Source text —

The 1998-1999 Polish peasant demonstrations

Special report: “Conflicts at work”
Politization, media coverage and personalization of a protest movement
By Cédric Pellen
English

The wave of peasant demonstrations in 1998 and 1999 was one of the most important collective protests in Poland since the regime change. It was mainly interpreted as a symptom of the troubles of the Polish countryside, as a “protest fever” due to the inability of the peasantry to adapt to the market economy. Breaking with these interpretations in terms of pathology, this article aims to “normalize” the analysis of the demonstrations by taking into account the strategies of politicization and shaping of the mobilization brought about by the organizations engaged in the movement. Far from being spontaneous, the protest movement appears to have been the relatively improbable result of the competitive action of politicization of the economic crisis of the agricultural sector produced by the main organizations claiming to represent the peasantry in the post-Communist political arena. The study of the media coverage of events allows us to perceive the decisive impact of the media on the dynamics of mobilization and on its apparent radicalization. By concentrating their attention on the most spectacular actions, the media tended to provide particularly wide coverage of the strategies of scandalization and of subversion of the rules of demonstration drawn up by the trade-union Samoobrona. Thus, even though it was marginal at the beginning of the mobilization, this organization managed to impose itself, via its leader Andrzej Lepper, as the main beneficiary of the protest movement.

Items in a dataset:
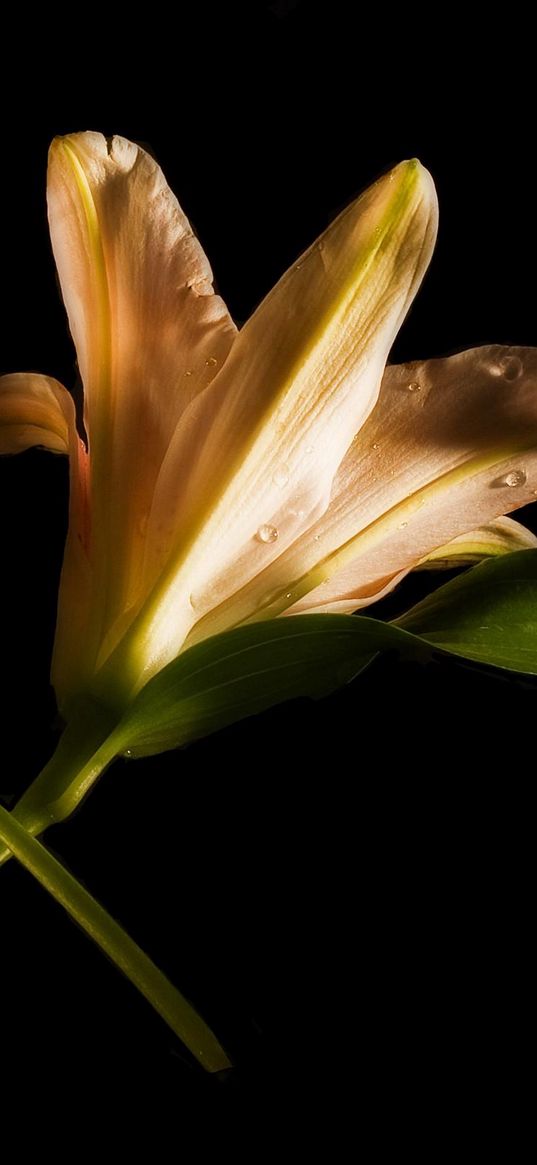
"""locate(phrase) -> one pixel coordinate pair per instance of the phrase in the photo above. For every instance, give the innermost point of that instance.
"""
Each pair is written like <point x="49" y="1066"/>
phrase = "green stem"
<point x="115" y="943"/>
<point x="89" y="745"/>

What you will do —
Answer from the article on the Polish peasant demonstrations:
(a) In which years did the wave of peasant demonstrations take place?
(b) Which trade union drew up the strategies of scandalization and of subversion of the rules of demonstration?
(c) Through which leader did that organization become the main beneficiary of the protest movement?

Expected answer —
(a) 1998 and 1999
(b) Samoobrona
(c) Andrzej Lepper